[Excerpt]
::::::::
Pain ... Stress
... Attitudes to Fish ...
Experiments
Fish Feel Pain ... Fish
Feel Anxiety ... What YOU
Can Do
Pain
Fishing means intense pain and stress for millions of fish every year. Fish
are treated in ways which would cause an outrage if cute, furry creatures
were involved - but fish suffer just as much.
Stress
- Once out of the water, fish suffocate rather like we do underwater.
In their death throes fish writhe, gasping and flapping their gills as they
desperately try to get oxygen. Anyone who has ever been unable to breathe
even for a short time won't need convincing that this is a terrifying experience.
- Intense stress is also caused by livebaiting and "playing"
fish on the line, as is done particularly with big game fish such as marlin.
Research has compared the behaviour of fish in these two situations with
the behaviour of fish in a tank into which alarm substance had been released.
::::::::
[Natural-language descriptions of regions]
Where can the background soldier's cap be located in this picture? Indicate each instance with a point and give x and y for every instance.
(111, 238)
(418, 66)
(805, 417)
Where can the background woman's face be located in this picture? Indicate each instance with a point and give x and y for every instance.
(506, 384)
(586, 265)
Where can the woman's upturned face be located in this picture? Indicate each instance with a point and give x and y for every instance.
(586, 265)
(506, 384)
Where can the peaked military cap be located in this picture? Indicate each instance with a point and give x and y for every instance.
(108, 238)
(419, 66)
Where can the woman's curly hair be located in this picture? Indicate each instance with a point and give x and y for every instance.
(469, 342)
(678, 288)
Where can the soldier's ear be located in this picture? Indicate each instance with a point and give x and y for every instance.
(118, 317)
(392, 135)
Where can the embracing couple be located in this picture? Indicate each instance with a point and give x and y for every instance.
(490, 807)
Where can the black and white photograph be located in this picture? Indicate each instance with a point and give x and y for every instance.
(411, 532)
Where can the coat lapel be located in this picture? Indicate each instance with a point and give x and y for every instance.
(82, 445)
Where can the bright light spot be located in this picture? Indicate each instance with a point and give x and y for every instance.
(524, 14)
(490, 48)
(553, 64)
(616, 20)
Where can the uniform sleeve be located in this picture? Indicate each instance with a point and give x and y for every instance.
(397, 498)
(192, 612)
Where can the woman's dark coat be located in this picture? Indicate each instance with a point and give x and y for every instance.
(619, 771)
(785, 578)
::::::::
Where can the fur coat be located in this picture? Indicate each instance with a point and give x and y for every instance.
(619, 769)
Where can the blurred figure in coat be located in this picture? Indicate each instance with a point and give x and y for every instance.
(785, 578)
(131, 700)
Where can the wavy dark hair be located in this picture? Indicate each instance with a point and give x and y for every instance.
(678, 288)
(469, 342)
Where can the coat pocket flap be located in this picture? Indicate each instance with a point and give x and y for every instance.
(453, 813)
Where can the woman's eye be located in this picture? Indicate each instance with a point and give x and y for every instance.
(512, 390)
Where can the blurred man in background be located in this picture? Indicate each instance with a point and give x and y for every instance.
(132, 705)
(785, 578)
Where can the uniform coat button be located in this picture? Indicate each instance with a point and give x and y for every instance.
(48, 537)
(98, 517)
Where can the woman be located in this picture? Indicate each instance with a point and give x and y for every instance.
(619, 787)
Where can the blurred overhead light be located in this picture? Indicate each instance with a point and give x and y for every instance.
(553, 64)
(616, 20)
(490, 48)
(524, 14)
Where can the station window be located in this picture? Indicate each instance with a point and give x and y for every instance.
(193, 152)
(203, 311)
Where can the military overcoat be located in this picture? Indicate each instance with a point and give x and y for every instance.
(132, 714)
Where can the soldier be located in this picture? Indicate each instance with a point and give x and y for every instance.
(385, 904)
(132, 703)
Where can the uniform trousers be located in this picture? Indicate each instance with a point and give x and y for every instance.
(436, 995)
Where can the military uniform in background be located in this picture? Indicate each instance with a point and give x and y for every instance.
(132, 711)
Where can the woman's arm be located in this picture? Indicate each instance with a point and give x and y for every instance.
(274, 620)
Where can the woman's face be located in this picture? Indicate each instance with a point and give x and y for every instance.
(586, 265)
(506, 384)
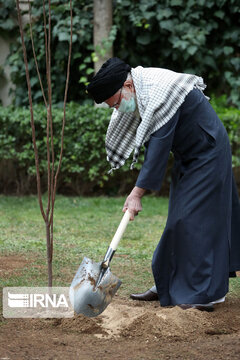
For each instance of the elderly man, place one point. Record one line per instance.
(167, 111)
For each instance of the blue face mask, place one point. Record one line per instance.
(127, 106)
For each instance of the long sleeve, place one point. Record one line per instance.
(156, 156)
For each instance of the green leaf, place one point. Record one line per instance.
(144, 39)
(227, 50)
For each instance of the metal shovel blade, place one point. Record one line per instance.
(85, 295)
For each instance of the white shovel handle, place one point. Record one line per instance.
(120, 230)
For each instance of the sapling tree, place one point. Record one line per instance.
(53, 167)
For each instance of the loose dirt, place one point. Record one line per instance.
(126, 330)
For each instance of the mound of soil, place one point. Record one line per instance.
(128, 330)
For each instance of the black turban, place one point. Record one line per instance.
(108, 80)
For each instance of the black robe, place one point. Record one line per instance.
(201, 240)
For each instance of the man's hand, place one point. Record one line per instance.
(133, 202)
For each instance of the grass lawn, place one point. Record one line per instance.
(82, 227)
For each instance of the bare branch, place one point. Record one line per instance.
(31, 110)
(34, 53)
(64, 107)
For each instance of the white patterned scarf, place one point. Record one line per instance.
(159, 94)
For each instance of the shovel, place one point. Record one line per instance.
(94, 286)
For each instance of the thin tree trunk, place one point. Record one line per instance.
::::::::
[Tasks to perform]
1 > According to the fishing text, what do fish do in their death throes once out of the water?
2 > Which big game fish does the fishing text name as an example?
3 > Write the next few sentences of the text on fishing and fish suffering.
The entries have no connection to the text about fishing.

[Answer list]
1 > They writhe, gasp, and flap their gills.

2 > Marlin.

3 >
Alarm substance is normally released by injured fish. This chemical causes
panic in other fish, who flee as quickly as possible. In the experiment,
the behaviour produced by the alarm substance was very similar to behaviour
produced by livebaiting and game fishing. So, these activities cause panic,
like alarm substance, but the fish can't escape and the panic may go on
for hours.
Attitudes to
Fish
It's hard for fish to arouse our compassion. They can't show their agony
by screaming. They don't have the sad eyes of a seal pup or a dog.
In an article in The Adelaide Advertiser, Professor Bill Runciman, professor
of anaesthesia and intensive care at Adelaide University, was quoted as
saying:
"Fish constitute the greatest source of confused thinking and inconsistency
on earth at the moment with respect to pain. You will get people very excited
about dolphins because they are mammals, and about horses and dogs, if they
are not treated properly. At the same time you will have fishing competitions
on the River Murray at which thousands of people snare fish with hooks and
allow them to asphyxiate on the banks, which is a fairly uncomfortable and
miserable death."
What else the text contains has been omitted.